* _TUGAS YANG DIKERJAKAN_
a) Menurut artikel tentang pendapatan Pertamina, berapa persen pendapatan Pertamina berasal dari penjualan BBM?
b) Ganti sebutan "EBT" menjadi "energi bersih" dalam artikel tentang pendapatan Pertamina, lalu tuliskan kembali seluruh bagiannya dari "Duh! Pendapatan Pertamina" terus ke bawah hingga "dan terbarukan (EBT).".
c) Teruskan artikel tentang pendapatan Pertamina dari bagian terakhir yang ada.

* _TEKS BACAAN_
☆ ☆ ☆ ☆

Duh! Pendapatan Pertamina Bisa Turun 65% Jika Tak Lakukan Ini

Anisatul Umah, CNBC Indonesia
06 October 2020 16:23
Dok: Pertamina
Foto: Dok: Pertamina

Jakarta, CNBC Indonesia - Wakil Menteri Badan Usaha Milik Negara (BUMN) I Budi Gunadi Sadikin mengatakan pendapatan PT Pertamina (Persero) bisa anjlok sebesar 60%-65% bila tidak berinovasi dan beralih menuju transisi energi baru dan terbarukan (EBT).

Budi mengatakan hal ini dikarenakan selama ini sebesar 60%-65% pendapatan Pertamina berasal dari penjualan bahan bakar minyak (BBM). Namun, kini tren dunia mengarah pada transisi energi di mana masyarakat ramai-ramai beralih ke EBT.

Apalagi, lanjutnya, kini pemerintah juga mendorong pengembangan dan penggunaan kendaraan listrik (electric vehicle/ EV) yang dinilai lebih ramah lingkungan. Bila transisi energi ini terjadi, maka menurutnya Pertamina berpotensi kehilangan pendapatan signifikan.

"Saya bilang ke Pertamina 60%-65% income (Pertamina) dari jual BBM. Kalau transisi energi, kemudian orang jauhi karbon yakni BBM dan mulai banyak orang muda yang suka pakai mobil listrik, yang terjadi adalah 65% revenue Pertamina bisa hilang," paparnya dalam diskusi bersama Lemhanas secara virtual, Selasa (06/10/2020).

Meski demikian, Budi menyebut transisi ini akan dilakukan bertahap dan membutuhkan waktu lama, berkisar 20-30 tahun. Transisi energi menurutnya memang selalu berdampak pada dua sisi berbeda yakni akan ada industri yang terbangun dan ada yang mati.

☆ ☆ ☆ ☆

* _DATA TERCATAT_
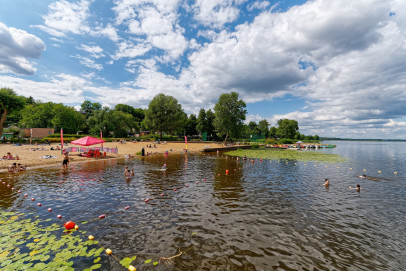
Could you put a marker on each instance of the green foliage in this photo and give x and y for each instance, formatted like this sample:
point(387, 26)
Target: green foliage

☆ ☆ ☆ ☆

* _JAWABAN_
a) Sebesar 60%-65%.

b)
Duh! Pendapatan Pertamina Bisa Turun 65% Jika Tak Lakukan Ini

Anisatul Umah, CNBC Indonesia
06 October 2020 16:23
Dok: Pertamina
Foto: Dok: Pertamina

Jakarta, CNBC Indonesia - Wakil Menteri Badan Usaha Milik Negara (BUMN) I Budi Gunadi Sadikin mengatakan pendapatan PT Pertamina (Persero) bisa anjlok sebesar 60%-65% bila tidak berinovasi dan beralih menuju transisi energi baru dan terbarukan (energi bersih).

c)
"Dampak ke Pertamina tidak akan langsung, bertahap 20-30 tahun. Setiap terjadi transisi, baik abad 1.800-an maupun sekarang, ada perusahaan yang tumbuh dan ada perusahaan yang mati. Dan ini akan sangat berdampak pada sosial budaya ekonomi politik," jelasnya.

Seperti diketahui, pemerintah terus mendorong penggunaan mobil listrik untuk menggantikan mobil berbasis bahan bakar fosil. Plt Deputi Infrastruktur dan Transportasi Kementerian Koordinator Bidang Kemaritiman dan Investasi (Kemenkomarves) Ayodhia Kalake menjelaskan, ada dua hal penting yang menjadi alasan didorongnya kendaraan listrik yaitu tingginya subsidi untuk bahan bakar berbasis fosil dan dampak negatif ke lingkungan.

Ayodhia menyebut pengembangan mobil listrik merupakan amanat dari Peraturan Presiden (Perpres) No. 55 Tahun 2019 tentang Percepatan Program Kendaraan Bermotor Listrik Berbasis Baterai untuk Transportasi Jalan. Menurutnya, ini merupakan bentuk dari perhatian pemerintah terhadap pentingnya transportasi berkelanjutan di masa mendatang.

"Dengan program ini (kendaraan listrik), diharapkan bisa menjawab isu ekonomi karena tingginya subsidi untuk bahan bakar minyak (BBM) dan juga dampak negatif ke lingkungan. Concern pemerintah yaitu bagaimana agar kita bisa mengembangkan transportasi yang berkelanjutan. Kendaraan listrik berbasis baterai ini salah salah satu jawaban kedua isu tersebut," paparnya dalam wawancara bersama CNBC Indonesia, Senin (05/10/2020).


(wia)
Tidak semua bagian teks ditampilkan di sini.